Can you reproduce the data below with every "Markers" changed to "Pins" and nothing else altered, omitting the pictures from your version?

[begin EXERCISE INPUTS]

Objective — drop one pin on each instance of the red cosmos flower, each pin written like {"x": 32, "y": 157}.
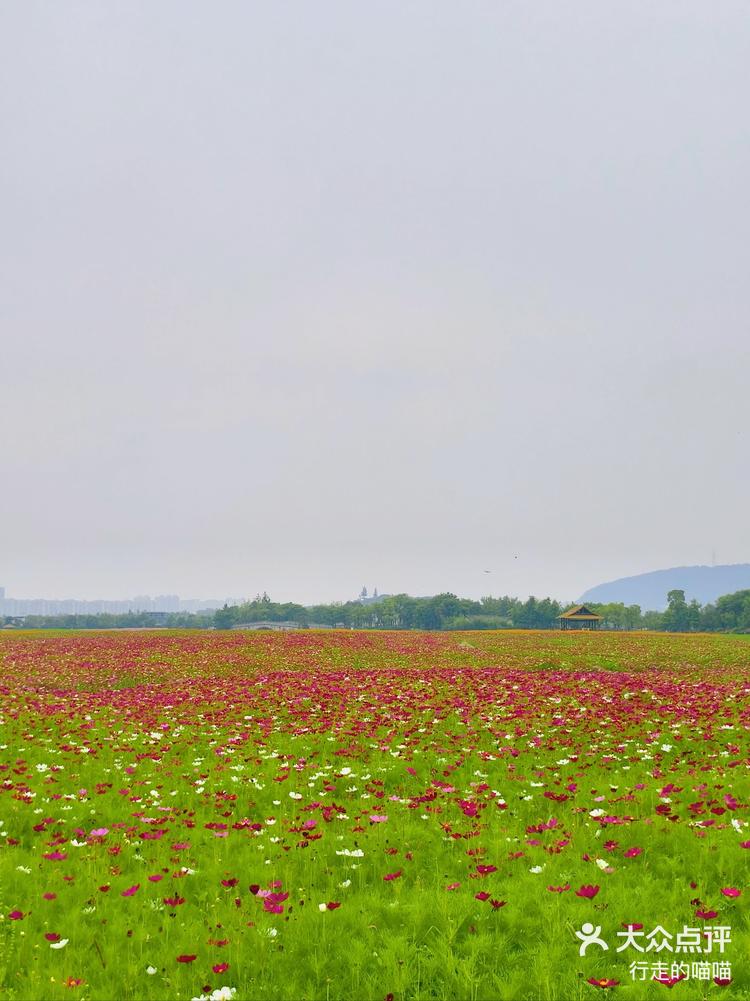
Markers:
{"x": 589, "y": 892}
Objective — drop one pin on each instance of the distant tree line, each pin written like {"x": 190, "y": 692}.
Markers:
{"x": 730, "y": 614}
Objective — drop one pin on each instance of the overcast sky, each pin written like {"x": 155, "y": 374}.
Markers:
{"x": 305, "y": 296}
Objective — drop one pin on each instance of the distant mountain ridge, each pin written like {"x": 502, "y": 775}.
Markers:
{"x": 705, "y": 584}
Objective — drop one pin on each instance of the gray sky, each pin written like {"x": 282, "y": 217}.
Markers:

[end EXERCISE INPUTS]

• _COMPLETE OUTPUT_
Objective — drop one pin on each instance of the red cosmos flower, each pin written like {"x": 32, "y": 157}.
Pins:
{"x": 589, "y": 892}
Objective — drop one pin on each instance of the distant tree line, each pin written like {"x": 190, "y": 692}.
Pins:
{"x": 730, "y": 614}
Objective — drop one pin on each instance of the overcast sky, each pin written like {"x": 155, "y": 374}.
Pins:
{"x": 305, "y": 296}
Objective — drop one pin on each instance of the distant mountain ridge, each pin written like {"x": 502, "y": 775}.
Pins:
{"x": 705, "y": 584}
Objective — drop one pin on each instance of the gray sky, each pin written like {"x": 282, "y": 217}.
Pins:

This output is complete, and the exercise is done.